[Фрагмент текста]:
|---|

Год был голодный. Но папа сумел достать всё необходимое, вероятно – с рынка, за деньги. Потом долгие годы, почти десять лет такого стола больше в нашей семье уже не было.

Часть 3

Школа

Поскольку мы приехали весной, и учебный год ещё не окончился, нас с Борькой сразу же отправили в школу. Естественно, школы в совхозе не было. Поэтому, мы ходили в школу в рабочий посёлок «Вельяминово» при станции. Я – в 6-й класс, Борька, кажется, в третий. Милочка пошла в школу только на следующий год.

Школа находилась в рабочем пристанционном поселке, от совхоза – за перелеском.

|---|

Сократите абзац фрагмента, который начинается словами «Поскольку мы приехали весной», или оформите его в виде списка, сохранив основные факты. Приведённый далее материал для работы не понадобится.

[Исходные данные]:
|---|

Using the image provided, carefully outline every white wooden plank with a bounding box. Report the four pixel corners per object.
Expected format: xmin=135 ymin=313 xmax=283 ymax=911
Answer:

|---|

[Выполненное задание]:
- Приехали весной, когда учебный год ещё не закончился, поэтому меня и Борьку сразу отправили в школу.
- В совхозе школы не было, и ходить приходилось в рабочий посёлок «Вельяминово» при станции.
- Меня отдали в 6-й класс, Борьку, кажется, в третий.
- Милочка пошла в школу только на следующий год.